### Material for this exercise
————

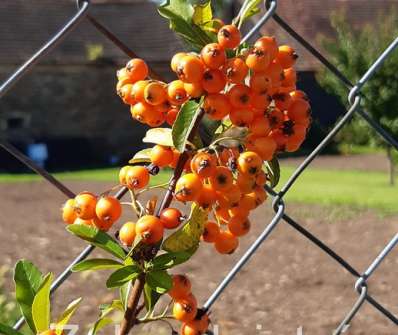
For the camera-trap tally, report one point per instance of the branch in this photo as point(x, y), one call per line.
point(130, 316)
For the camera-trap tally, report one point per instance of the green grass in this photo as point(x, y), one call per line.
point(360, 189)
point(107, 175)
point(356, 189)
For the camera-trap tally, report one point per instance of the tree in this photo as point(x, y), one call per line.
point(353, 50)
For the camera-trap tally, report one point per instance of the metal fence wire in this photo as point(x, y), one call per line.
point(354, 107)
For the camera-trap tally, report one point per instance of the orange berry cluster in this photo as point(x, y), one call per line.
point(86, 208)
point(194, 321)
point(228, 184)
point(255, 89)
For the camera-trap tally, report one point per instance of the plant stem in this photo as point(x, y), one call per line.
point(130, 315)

————

### Set problem
Copy out the records word for word, starting with the line that contains "of the metal" and going on through the final line of the records.

### Finished exercise
For the camera-trap tally, report one point per instance of the metal fence wire in this photo as point(x, y), one call per line.
point(354, 107)
For the camera-trap tally, report one point per instance of the orange berry cluster in this photo as point(x, y), one call per line.
point(86, 208)
point(194, 321)
point(228, 184)
point(255, 89)
For the camera-trap tally, report one point per instance of the plant stem in this photo as point(x, y), one call per line.
point(130, 315)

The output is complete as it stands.